And Waits always drags in his collection of outrageous instruments.

"I like bringing things in that I've never recorded before -- things
that have never been recorded before."

On Blood Money, he solos on a 57-whistle, 1929 circus calliope. Where
did he get it? "All these calliope guys live in Iowa, for some reason," he
says, "and they're a grumpy group. If you don't know your calliopes, they
want nothing to do with you. I made the mistake of describing the whistles
as 'pipes' -- and the guy hung up on me!

"They're earsplitting loud. They suggest that you play it with
earplugs, but I think, what's the point of that? You're supposed to hear it
from five miles away. . . . When you depress a key you feel this whoosh and
this pressure, that tells you you are allowing a great volume of pressurized
air into a chamber. It's like you're pulling on a lunch whistle at a
factory. Then it opens up and screams -- " And at this point, to my
unutterable delight, Waits unleashes a monkey howl.

Alice's chamber nocturnes, meanwhile, rely on the Stroh violin, with a
metal cone attached to its bridge for amplification. The resulting sound is
a tintype image, half violin and half Satchmo cornet, which Waits again
illustrates vocally. (Tom. Waits. Is. Singing. On. My. Phone.) It's ideal
for tunes such as Lost in the Harbor, an exquisite parable of the mutual
misconceptions between two communities.

EXERCISE
Extract from the Tom Waits interview excerpt the part that opens with the words containing "And Waits always" and closes with "hung up on me!", copying it word for word. The material that comes after this text isn't needed for anything here.

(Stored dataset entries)

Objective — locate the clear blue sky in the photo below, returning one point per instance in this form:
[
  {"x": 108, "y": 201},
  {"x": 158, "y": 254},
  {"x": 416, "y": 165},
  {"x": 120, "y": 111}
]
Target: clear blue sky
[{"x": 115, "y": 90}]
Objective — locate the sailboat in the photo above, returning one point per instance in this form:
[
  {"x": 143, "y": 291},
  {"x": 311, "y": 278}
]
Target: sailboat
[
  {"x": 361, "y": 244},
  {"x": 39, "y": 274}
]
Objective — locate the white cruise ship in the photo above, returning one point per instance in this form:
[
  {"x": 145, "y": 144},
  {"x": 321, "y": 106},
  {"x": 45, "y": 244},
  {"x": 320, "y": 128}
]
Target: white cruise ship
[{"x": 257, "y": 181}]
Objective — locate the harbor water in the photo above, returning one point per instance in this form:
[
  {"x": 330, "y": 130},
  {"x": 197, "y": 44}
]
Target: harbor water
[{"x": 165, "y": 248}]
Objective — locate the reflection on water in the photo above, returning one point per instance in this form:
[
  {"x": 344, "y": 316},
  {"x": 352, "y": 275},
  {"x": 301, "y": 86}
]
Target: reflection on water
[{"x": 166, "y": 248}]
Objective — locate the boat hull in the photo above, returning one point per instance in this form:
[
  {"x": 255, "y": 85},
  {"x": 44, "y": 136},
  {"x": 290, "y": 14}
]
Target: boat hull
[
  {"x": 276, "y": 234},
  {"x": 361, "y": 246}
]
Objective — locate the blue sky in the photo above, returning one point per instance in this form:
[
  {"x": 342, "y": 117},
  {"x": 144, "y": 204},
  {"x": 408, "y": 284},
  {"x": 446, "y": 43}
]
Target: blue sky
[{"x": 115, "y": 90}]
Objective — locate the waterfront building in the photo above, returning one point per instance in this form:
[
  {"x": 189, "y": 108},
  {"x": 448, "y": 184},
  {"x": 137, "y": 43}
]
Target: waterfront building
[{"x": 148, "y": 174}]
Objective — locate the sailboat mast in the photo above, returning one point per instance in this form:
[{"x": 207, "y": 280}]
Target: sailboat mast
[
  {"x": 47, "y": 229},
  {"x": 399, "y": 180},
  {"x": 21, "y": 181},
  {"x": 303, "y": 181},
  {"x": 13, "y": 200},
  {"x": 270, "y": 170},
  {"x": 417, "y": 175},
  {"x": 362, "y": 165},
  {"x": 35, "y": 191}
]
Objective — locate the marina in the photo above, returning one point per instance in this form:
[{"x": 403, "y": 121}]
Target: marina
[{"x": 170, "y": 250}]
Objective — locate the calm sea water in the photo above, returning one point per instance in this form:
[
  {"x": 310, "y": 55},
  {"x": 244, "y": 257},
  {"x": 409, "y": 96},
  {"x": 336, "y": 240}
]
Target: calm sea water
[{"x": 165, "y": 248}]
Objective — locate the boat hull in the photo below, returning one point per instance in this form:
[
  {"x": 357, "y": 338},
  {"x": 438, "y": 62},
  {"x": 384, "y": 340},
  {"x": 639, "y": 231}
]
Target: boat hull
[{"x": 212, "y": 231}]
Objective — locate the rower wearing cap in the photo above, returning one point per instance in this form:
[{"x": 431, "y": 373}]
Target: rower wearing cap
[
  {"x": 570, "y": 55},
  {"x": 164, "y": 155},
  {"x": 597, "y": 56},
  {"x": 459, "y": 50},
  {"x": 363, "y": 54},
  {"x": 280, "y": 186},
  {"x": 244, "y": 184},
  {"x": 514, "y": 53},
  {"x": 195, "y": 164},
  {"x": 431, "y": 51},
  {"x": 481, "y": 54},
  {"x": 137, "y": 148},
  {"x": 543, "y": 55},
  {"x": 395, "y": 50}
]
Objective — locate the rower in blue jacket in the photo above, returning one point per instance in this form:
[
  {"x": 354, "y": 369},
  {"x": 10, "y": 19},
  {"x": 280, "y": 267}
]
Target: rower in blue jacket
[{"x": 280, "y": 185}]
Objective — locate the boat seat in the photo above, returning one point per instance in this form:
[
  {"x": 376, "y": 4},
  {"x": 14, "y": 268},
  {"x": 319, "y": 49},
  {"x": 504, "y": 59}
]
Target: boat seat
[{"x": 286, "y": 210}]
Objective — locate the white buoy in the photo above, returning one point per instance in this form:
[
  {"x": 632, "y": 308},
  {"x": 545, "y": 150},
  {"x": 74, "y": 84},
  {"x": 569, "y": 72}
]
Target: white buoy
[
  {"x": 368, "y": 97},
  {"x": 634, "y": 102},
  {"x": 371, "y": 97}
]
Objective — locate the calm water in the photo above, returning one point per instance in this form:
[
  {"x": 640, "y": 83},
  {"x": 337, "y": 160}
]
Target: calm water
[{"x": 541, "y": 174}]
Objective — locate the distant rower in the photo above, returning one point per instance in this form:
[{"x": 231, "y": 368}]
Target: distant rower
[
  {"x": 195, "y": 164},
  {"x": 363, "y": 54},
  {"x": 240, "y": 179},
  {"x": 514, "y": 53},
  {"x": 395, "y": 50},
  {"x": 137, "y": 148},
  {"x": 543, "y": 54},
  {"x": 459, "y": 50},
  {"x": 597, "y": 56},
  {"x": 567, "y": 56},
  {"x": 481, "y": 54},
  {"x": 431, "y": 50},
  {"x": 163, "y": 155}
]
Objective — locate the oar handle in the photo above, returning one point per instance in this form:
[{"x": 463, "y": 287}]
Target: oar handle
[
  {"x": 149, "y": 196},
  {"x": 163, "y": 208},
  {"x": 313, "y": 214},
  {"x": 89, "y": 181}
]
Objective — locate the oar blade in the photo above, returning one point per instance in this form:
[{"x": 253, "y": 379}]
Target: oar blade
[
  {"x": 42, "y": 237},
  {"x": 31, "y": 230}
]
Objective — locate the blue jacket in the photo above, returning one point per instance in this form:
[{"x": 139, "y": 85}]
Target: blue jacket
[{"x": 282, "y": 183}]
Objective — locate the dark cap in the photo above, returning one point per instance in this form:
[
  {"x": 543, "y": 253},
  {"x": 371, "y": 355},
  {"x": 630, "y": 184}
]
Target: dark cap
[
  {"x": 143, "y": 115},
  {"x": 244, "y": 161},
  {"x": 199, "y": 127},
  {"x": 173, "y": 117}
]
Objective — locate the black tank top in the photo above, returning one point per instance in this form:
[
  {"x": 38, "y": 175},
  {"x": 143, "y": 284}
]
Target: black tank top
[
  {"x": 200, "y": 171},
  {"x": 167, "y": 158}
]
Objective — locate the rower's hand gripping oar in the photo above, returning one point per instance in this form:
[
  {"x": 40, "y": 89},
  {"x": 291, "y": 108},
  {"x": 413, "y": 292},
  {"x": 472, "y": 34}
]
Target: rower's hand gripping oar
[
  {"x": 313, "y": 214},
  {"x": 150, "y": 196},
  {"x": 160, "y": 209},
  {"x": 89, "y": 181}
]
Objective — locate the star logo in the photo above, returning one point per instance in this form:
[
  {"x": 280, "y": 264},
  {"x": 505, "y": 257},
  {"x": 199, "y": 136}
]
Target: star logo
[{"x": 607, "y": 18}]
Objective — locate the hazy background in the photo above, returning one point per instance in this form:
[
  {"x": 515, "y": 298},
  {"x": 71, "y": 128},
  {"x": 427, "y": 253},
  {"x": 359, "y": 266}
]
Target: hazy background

SOLVED PROBLEM
And Waits always drags in his collection of outrageous instruments.

"I like bringing things in that I've never recorded before -- things
that have never been recorded before."

On Blood Money, he solos on a 57-whistle, 1929 circus calliope. Where
did he get it? "All these calliope guys live in Iowa, for some reason," he
says, "and they're a grumpy group. If you don't know your calliopes, they
want nothing to do with you. I made the mistake of describing the whistles
as 'pipes' -- and the guy hung up on me!